Collected data
----------------------------------------

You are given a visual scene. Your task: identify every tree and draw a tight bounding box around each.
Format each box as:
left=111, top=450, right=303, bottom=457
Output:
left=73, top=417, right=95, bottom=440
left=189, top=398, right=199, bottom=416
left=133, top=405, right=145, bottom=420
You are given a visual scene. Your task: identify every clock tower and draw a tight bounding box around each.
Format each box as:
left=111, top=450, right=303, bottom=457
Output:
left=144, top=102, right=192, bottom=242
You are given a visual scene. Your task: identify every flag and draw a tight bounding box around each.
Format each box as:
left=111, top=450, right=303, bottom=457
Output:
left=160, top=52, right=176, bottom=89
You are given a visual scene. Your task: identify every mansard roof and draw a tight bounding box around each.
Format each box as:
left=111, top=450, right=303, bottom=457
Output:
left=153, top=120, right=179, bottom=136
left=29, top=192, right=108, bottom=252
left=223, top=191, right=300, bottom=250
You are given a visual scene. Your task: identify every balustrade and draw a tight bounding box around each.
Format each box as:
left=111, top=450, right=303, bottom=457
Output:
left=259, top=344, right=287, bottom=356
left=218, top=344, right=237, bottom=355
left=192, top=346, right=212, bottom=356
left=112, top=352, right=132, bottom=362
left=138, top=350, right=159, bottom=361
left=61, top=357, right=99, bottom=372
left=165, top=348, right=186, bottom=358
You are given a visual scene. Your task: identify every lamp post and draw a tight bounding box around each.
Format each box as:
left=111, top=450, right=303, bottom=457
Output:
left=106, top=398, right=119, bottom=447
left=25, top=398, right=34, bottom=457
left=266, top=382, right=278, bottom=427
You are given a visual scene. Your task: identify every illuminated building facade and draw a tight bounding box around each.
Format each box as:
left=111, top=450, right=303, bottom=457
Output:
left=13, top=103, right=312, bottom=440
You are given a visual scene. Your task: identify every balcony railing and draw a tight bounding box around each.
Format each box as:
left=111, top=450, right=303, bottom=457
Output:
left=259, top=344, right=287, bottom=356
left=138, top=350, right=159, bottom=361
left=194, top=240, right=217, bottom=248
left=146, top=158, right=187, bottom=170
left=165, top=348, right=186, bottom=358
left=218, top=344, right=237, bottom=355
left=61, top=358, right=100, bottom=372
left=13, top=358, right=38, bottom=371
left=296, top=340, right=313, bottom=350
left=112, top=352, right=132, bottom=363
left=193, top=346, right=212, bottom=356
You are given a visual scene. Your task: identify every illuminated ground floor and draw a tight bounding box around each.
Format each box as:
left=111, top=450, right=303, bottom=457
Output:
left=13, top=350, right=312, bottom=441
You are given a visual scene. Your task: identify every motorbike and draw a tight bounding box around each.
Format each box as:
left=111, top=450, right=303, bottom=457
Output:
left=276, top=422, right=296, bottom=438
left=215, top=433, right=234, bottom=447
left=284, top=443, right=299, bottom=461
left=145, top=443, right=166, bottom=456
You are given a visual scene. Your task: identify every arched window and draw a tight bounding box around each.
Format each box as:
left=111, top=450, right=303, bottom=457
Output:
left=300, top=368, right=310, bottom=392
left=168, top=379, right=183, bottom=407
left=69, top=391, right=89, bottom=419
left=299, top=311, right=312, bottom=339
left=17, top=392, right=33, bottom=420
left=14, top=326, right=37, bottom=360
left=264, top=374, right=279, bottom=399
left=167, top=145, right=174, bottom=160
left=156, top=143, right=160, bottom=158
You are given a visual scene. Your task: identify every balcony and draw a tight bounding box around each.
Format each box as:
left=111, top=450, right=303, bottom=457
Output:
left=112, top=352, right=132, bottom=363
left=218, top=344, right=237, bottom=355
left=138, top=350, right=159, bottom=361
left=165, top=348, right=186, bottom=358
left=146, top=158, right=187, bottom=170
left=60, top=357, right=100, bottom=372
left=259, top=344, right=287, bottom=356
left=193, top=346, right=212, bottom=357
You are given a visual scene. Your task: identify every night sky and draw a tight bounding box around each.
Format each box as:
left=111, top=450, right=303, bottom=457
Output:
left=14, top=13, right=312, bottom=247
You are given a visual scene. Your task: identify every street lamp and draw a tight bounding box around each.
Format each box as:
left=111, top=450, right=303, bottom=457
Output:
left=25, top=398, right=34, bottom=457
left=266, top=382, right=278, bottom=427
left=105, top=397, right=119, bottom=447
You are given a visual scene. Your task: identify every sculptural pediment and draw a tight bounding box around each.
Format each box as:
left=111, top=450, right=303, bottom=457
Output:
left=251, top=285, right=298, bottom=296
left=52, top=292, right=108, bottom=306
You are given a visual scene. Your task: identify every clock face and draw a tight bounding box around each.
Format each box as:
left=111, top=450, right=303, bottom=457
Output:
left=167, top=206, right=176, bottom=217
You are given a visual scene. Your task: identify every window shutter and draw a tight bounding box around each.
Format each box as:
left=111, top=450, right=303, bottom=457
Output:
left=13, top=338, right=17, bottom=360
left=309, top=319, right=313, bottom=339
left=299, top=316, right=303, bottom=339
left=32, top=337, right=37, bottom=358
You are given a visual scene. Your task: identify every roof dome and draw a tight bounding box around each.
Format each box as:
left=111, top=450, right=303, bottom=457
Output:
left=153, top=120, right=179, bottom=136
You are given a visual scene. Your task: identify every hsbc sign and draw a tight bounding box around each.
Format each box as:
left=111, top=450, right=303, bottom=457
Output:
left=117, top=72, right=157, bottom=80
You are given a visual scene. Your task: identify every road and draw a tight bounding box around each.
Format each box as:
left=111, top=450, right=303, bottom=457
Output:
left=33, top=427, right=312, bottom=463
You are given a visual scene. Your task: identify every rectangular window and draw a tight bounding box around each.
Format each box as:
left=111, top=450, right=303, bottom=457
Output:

----------------------------------------

- _TASK PROMPT_: Please retype all of the data above exactly as it appears.

- _TASK RESULT_:
You are given a visual scene. Your task: identify every tree and draw a tight bounding box around each.
Format each box as:
left=111, top=450, right=303, bottom=457
Output:
left=73, top=417, right=95, bottom=440
left=189, top=398, right=199, bottom=416
left=133, top=405, right=145, bottom=420
You are given a visual scene. Your task: identify every clock tower and draw a tight bounding box around each.
Format each box as:
left=111, top=450, right=303, bottom=457
Output:
left=144, top=102, right=192, bottom=242
You are given a visual scene. Your task: identify every flag and draw a tight bounding box around each.
Format each box as:
left=111, top=450, right=303, bottom=457
Output:
left=160, top=52, right=176, bottom=89
You are given a visual scene. Your task: identify every mansard roof and draw a tight bounding box around each.
Format each box as:
left=111, top=450, right=303, bottom=457
Output:
left=153, top=120, right=179, bottom=136
left=29, top=192, right=108, bottom=252
left=223, top=191, right=300, bottom=250
You are given a visual scene. Your task: identify every balustrade and draw a tight bounding box around each.
Format each box as:
left=111, top=450, right=303, bottom=457
Output:
left=259, top=344, right=287, bottom=356
left=218, top=344, right=237, bottom=355
left=192, top=346, right=212, bottom=356
left=112, top=352, right=132, bottom=362
left=138, top=350, right=159, bottom=361
left=61, top=357, right=99, bottom=372
left=165, top=348, right=186, bottom=358
You are given a visual scene. Your task: identify every lamp post and draw a tight bounding box around each.
Format each box as:
left=111, top=450, right=303, bottom=457
Output:
left=106, top=398, right=119, bottom=447
left=25, top=398, right=34, bottom=457
left=266, top=382, right=278, bottom=427
You are given a visual scene. Your task: identify every illuminated building facade and draw a tight bounding box around each.
Format each box as:
left=111, top=450, right=303, bottom=457
Output:
left=13, top=103, right=312, bottom=440
You are given a visual scene. Your task: identify every balcony railing and draw a tight bounding box around each.
Format each box as:
left=111, top=450, right=303, bottom=457
Output:
left=259, top=344, right=287, bottom=356
left=138, top=350, right=159, bottom=361
left=194, top=240, right=217, bottom=248
left=146, top=158, right=187, bottom=170
left=165, top=348, right=186, bottom=358
left=218, top=344, right=237, bottom=355
left=61, top=358, right=100, bottom=372
left=13, top=358, right=38, bottom=371
left=296, top=340, right=313, bottom=350
left=112, top=352, right=132, bottom=363
left=193, top=346, right=212, bottom=356
You are given a visual scene. Your task: identify every illuminated ground floor and draw a tight bounding box around each.
Format each box as:
left=111, top=450, right=303, bottom=457
Output:
left=13, top=350, right=312, bottom=441
You are given a visual scene. Your task: identify every motorbike and draw a tight bounding box around each.
Format each box as:
left=111, top=450, right=303, bottom=457
Output:
left=276, top=422, right=296, bottom=438
left=215, top=433, right=234, bottom=447
left=284, top=443, right=299, bottom=461
left=145, top=443, right=166, bottom=456
You are given a visual scene. Your task: identify every arched window and draw a tight bounding box around each.
Format each box as:
left=111, top=450, right=303, bottom=457
Output:
left=300, top=368, right=310, bottom=392
left=168, top=379, right=183, bottom=407
left=69, top=391, right=89, bottom=419
left=299, top=311, right=312, bottom=339
left=17, top=392, right=33, bottom=420
left=14, top=326, right=37, bottom=360
left=264, top=374, right=279, bottom=399
left=167, top=145, right=174, bottom=160
left=156, top=143, right=160, bottom=158
You are given a visual scene. Your task: identify every balcony and draw a tight bounding box around each.
Format each box as:
left=111, top=450, right=303, bottom=457
Output:
left=112, top=352, right=132, bottom=363
left=218, top=344, right=237, bottom=355
left=138, top=350, right=159, bottom=361
left=165, top=348, right=186, bottom=358
left=146, top=158, right=187, bottom=170
left=60, top=357, right=100, bottom=372
left=259, top=344, right=287, bottom=356
left=193, top=346, right=212, bottom=357
You are given a visual scene. Your task: identify every night sky and draw a tight bounding box around each.
Format each box as:
left=111, top=450, right=303, bottom=457
Output:
left=14, top=13, right=312, bottom=247
You are given a visual scene. Your task: identify every street lamp and draw a tight bounding box around each.
Format each box as:
left=111, top=450, right=303, bottom=457
Output:
left=25, top=398, right=34, bottom=457
left=266, top=382, right=278, bottom=427
left=105, top=397, right=119, bottom=447
You are given a visual scene. Your task: identify every sculptural pediment and draw a tight bounding box around each.
Format each box as:
left=111, top=450, right=303, bottom=457
Output:
left=251, top=285, right=298, bottom=296
left=52, top=292, right=108, bottom=306
You are given a visual scene. Your task: identify every clock face and draw a tight bounding box around each.
Format each box as:
left=111, top=450, right=303, bottom=457
Output:
left=167, top=206, right=176, bottom=217
You are given a visual scene. Your task: identify every window shutter and draw a tight bounding box around each.
Format each box as:
left=111, top=450, right=303, bottom=457
Output:
left=13, top=338, right=17, bottom=360
left=309, top=319, right=313, bottom=339
left=299, top=316, right=303, bottom=339
left=32, top=337, right=37, bottom=358
You are given a visual scene. Your task: identify every roof dome and draw a tight bounding box around each.
Format each box as:
left=111, top=450, right=303, bottom=457
Output:
left=153, top=120, right=179, bottom=136
You are given a visual scene. Your task: identify every hsbc sign and draw a tight bounding box around each.
Format each box as:
left=111, top=450, right=303, bottom=457
Output:
left=117, top=72, right=157, bottom=80
You are given a visual scene. Your task: identify every road and draw a tight bounding box around each.
Format each box as:
left=111, top=450, right=303, bottom=457
Output:
left=33, top=427, right=312, bottom=463
You are given a visual scene. Your task: identify every rectangular window and draw a tight bounding box around each.
Format each box as:
left=111, top=450, right=303, bottom=457
Output:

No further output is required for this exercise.